→ EXERCISE REQUIREMENTS
In the records below, begin at the line that has "box: [0, 118, 450, 254]" and stop after the line that has "114L450 123V109ZM244 152L8"; quote those lines verbatim and nothing more.

[DATA TO PROCESS — start]

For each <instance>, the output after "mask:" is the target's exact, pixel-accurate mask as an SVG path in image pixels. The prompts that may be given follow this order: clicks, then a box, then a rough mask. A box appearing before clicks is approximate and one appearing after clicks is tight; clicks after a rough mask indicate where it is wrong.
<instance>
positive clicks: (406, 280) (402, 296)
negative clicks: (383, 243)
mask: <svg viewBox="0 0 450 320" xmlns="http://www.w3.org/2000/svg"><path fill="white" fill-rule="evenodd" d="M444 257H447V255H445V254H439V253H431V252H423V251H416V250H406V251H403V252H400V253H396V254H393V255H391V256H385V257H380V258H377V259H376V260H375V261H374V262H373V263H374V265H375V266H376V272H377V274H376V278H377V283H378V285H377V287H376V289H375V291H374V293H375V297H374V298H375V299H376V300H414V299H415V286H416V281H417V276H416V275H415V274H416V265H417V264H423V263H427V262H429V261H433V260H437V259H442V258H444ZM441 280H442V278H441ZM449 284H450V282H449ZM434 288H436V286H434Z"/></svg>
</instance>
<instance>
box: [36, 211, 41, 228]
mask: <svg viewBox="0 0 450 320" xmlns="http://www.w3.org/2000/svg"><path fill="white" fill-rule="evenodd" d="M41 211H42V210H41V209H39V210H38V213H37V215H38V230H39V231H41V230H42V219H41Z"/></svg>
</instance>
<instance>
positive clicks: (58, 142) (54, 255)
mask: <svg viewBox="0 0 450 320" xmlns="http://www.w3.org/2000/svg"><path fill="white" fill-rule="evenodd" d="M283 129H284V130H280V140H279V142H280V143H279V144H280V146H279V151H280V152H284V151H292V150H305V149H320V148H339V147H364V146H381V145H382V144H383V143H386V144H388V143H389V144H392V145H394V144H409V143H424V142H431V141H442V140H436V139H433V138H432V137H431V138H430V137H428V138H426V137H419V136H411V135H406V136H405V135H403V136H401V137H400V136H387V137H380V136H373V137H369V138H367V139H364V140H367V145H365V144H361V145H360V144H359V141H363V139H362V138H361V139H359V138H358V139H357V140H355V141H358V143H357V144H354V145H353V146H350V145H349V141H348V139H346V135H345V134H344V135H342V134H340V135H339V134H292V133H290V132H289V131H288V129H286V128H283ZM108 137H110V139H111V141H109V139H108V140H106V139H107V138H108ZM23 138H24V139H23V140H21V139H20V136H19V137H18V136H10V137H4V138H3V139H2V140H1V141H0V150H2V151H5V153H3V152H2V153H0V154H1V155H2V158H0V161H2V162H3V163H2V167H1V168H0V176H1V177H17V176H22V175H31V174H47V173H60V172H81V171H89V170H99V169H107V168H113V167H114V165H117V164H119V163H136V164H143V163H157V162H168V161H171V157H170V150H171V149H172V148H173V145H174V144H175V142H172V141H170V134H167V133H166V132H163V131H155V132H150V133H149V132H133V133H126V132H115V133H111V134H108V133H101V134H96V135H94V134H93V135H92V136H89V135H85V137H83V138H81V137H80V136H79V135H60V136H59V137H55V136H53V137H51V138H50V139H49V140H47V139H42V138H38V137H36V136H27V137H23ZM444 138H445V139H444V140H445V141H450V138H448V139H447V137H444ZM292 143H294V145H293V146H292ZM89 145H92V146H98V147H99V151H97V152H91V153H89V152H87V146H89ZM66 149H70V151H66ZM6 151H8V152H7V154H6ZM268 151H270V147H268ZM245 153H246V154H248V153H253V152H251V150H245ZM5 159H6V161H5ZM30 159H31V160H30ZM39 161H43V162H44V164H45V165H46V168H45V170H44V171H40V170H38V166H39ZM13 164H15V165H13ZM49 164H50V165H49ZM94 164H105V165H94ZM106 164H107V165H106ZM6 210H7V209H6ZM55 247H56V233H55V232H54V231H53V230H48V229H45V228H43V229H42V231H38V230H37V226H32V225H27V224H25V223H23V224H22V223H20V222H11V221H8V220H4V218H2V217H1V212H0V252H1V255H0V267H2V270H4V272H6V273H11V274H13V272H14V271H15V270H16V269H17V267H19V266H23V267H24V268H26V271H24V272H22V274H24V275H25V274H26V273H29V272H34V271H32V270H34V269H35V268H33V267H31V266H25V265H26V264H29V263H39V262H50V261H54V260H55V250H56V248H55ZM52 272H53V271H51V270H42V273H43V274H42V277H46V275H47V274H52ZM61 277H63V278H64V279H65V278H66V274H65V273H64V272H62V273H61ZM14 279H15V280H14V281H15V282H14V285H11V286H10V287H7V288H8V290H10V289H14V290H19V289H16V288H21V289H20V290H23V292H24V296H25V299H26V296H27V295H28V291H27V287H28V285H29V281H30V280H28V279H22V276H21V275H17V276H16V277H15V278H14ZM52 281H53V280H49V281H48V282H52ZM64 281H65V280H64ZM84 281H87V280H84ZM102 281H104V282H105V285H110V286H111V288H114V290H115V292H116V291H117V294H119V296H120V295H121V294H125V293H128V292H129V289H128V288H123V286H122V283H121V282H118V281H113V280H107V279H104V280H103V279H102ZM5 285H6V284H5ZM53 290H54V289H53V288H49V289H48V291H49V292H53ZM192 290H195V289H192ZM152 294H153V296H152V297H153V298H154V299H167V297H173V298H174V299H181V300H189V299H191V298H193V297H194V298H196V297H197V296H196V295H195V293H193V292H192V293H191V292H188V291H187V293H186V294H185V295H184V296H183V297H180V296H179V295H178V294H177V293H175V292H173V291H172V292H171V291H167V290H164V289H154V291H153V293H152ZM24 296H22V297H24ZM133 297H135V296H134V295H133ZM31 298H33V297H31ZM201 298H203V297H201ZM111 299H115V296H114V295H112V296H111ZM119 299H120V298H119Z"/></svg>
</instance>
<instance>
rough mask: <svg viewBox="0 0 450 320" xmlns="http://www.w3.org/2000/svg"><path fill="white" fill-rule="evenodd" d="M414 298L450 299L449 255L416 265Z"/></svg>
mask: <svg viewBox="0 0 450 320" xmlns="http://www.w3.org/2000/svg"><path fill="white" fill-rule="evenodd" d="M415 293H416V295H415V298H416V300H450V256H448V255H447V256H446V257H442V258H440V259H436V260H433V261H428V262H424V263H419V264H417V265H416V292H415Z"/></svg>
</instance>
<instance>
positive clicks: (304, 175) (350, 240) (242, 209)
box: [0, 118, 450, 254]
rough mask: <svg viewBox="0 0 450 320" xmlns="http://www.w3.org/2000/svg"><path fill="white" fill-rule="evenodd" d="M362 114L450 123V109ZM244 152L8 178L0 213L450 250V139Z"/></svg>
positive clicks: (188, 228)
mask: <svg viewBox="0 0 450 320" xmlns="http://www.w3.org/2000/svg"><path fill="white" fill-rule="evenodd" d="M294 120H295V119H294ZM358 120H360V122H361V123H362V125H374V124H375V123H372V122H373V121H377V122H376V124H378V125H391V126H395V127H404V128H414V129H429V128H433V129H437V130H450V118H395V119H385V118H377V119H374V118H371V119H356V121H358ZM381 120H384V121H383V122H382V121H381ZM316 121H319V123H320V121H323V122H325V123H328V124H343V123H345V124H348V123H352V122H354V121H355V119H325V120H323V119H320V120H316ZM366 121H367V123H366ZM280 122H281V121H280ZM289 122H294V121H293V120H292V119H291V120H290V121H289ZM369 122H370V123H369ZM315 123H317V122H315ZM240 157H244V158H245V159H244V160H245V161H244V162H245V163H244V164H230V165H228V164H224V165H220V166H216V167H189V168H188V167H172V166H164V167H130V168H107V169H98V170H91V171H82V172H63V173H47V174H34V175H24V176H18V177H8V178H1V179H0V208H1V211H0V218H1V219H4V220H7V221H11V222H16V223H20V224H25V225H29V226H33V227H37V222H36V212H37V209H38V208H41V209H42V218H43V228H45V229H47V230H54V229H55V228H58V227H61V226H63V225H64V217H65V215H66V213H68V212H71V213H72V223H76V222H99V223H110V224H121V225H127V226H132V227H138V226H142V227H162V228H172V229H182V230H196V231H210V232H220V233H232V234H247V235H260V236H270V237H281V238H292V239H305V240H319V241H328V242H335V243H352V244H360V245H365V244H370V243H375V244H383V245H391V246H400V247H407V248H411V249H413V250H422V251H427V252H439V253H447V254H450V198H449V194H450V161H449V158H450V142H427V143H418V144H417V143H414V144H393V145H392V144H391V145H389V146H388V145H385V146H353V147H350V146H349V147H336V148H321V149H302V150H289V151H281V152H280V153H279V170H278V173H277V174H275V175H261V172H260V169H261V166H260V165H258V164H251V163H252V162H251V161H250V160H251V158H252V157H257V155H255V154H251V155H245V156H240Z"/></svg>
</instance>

[DATA TO PROCESS — finish]

→ THE COMPLETED TASK
box: [0, 118, 450, 254]
rough mask: <svg viewBox="0 0 450 320" xmlns="http://www.w3.org/2000/svg"><path fill="white" fill-rule="evenodd" d="M362 114L450 123V109ZM244 152L8 178L0 213L450 250V139Z"/></svg>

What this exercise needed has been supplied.